_EXTRACTO PROPORCIONADO_
Katerina Lvovna Izmáilova hace el amor
de forma casi animal con un mero trabajador a su servicio, llamado Serguéi,
sobre el escenario del Teatro Bolshoi de Moscú, mientras Stalin observa
enfurecido tan grotesco e indeseable espectáculo, que se desarrolla al compás
de una música —a duras penas puede recibir tal nombre, piensa el dictador—
desafiante con el poder, iconoclasta, desmadejada, vagamente sarcástica. Lady
Macbeth de Mtsensk, de obvias referencias shakesperianas, es el nombre de la
ópera de un joven prometedor llamado Shostakóvich, quien siempre anduvo
seducido por los ecos siniestros y sardónicos del cisne de Stratford-upon-Avon,
y que acaba de permitirse sacar los pies del tiesto con una composición incomprensiblemente
esnobista, insumisa y retadora. A pesar de que esta ópera ya lleva casi dos
años de exitosa rodada por los teatros soviéticos, el ardor de Stalin la prohíbe
y además la destruye con un demoledor artículo en Pravda —si él lo escribió o
solo lo instigó es cuestión secundaria en este caso—, calificándola de
«pornofonía», «caos en vez de música» y «sucesión de alaridos imposibles de seguir,
más aún de recordar». Corría el año de 1936 y Shostakóvich tenía entonces
veintinueve de edad (con veintiocho, por lo demás, se había divorciado ya de su
primera esposa, de manera que conocía desde bien temprano los sinsabores de la adversidad).

_INFORMACIÓN MOSTRADA_
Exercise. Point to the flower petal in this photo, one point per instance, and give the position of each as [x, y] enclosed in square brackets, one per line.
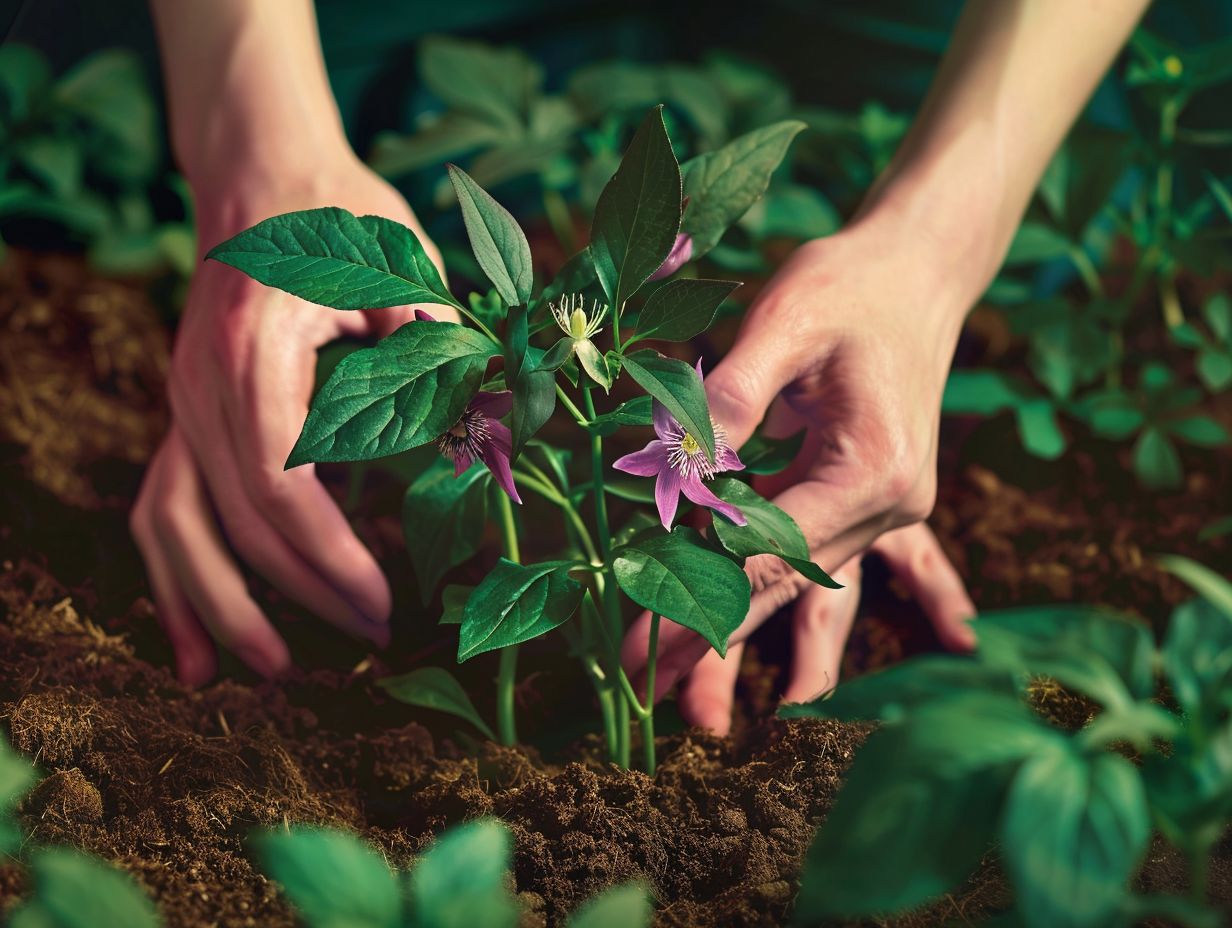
[495, 452]
[646, 462]
[667, 496]
[494, 406]
[701, 494]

_TAREA SOLICITADA_
Según el extracto sobre Shostakóvich, ¿qué edad tenía el compositor en 1936? Los registros constituyen un material independiente del extracto.

_RESPUESTA COMPLETA_
Tenía veintinueve años.